**** PAGE

From writing my first little plagiarized story in the third grade, I felt the thrill of creating with words, painting a world, setting a scene, putting characters in it and typing along to see what happened next. Although I was consistent in writing over the years, the span of time between my stories, poems, and writings was long, and I felt like I wasn’t really accomplishing anything significant. I had no discipline, and I had no defined goal.

I didn’t call myself a writer.  I wanted to, but I didn’t. When I did write, I saw myself as “doing writing.”

Growing older can make you peer closely at your goals and desires and compare them with how much time you are really spending on them. What place did I want writing to have in my life? How passionate was I, really? After discussing it with myself (I’m never bored, having such an attentive person to talk to anytime I wish), we decided that the thing we wanted to do more than anything else was to start, write, and complete a novel. Specifically, one for the preteen kids, about 5th or 6th grade. Wonderful! I had a goal. And about that time, I began to identify with “being a writer” as an identity, rather than as an activity. But now what? I was itching to put my typing fingers into action.

The standards I set for myself can be tough. The weight of my need to lay down meaningful and worthy and coherent words kept my typing fingers hesitating above the keyboard. Ideas got jotted down on little notebooks. Tips and tricks from books and the internet got filed. Websites with story prompts teased me to go have a look. And the dark ugly thought grew in me. Did I have it in me? Could I ever write something as long as a novel, even a short one?

And then came NaNoWriMo.

My sister told me about it. It was beautiful. It was permission to write a crappy novel! Just fling word after word at the wall, making them stick into something resembling a completed book. High encouragement to throw something together that might barely make sense, if that’s how it worked out. I looked at it as practice, and a test for myself. If I could do this, if I could just FINISH a crappy, disjointed little novel during the month of November, NaNoWriMo month, then I would know what I was made of. I would know that I wasn’t just a writer, but by golly, I wrote!

That morning of November 1, I had no plan, just a laptop and a cup of coffee by the window. My fingers began to type:

Like waves rolling and breaking further up the sand, now drawing back, then reaching forward, consciousness slowly came to Kevin. He still felt the paralysis of deep sleep, felt like his body was encased in plaster, and he couldn’t twitch so much as a finger, but his mind was beginning to move from the night towards the day. With great effort, he managed to open his eyes halfway. They felt sticky. Bright light from an open curtain washed across his vision, and for a moment Kevin felt the room begin to spin. Or was it his body spinning? He couldn’t tell. His head ached, and his mouth felt sour. Had he overslept until his body rebelled, or did he have the biggest hangover of his young life? He moaned and heard the pitiful sound as he exhaled. I can’t remember anything, he thought.


 Neither Kevin nor I knew what was going on yet, but we both began to discover how he had gotten into his predicament.

********
**** EXTRACTED MATERIAL

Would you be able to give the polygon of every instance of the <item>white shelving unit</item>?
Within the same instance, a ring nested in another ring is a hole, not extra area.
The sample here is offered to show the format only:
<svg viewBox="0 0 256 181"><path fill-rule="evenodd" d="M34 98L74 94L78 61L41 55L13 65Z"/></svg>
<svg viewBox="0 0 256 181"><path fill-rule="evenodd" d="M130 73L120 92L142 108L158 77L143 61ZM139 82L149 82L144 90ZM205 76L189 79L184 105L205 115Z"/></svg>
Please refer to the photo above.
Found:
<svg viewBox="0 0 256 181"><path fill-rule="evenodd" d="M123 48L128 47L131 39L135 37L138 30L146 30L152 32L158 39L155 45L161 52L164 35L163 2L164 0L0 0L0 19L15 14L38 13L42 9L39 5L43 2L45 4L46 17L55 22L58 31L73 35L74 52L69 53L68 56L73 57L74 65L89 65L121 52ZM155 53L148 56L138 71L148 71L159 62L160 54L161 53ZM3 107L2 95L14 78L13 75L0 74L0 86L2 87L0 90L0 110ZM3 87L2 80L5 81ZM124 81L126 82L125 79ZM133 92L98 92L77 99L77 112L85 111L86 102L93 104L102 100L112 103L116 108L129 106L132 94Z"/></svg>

********

Answer these questions using the essay on NaNoWriMo above.
(a) In what grade did the writer produce a first little plagiarized story?
(b) Who told the writer about NaNoWriMo?
(c) For which readers did the writer decide to write a novel?

(a) The third grade.
(b) The writer's sister.
(c) Preteen kids, about 5th or 6th grade.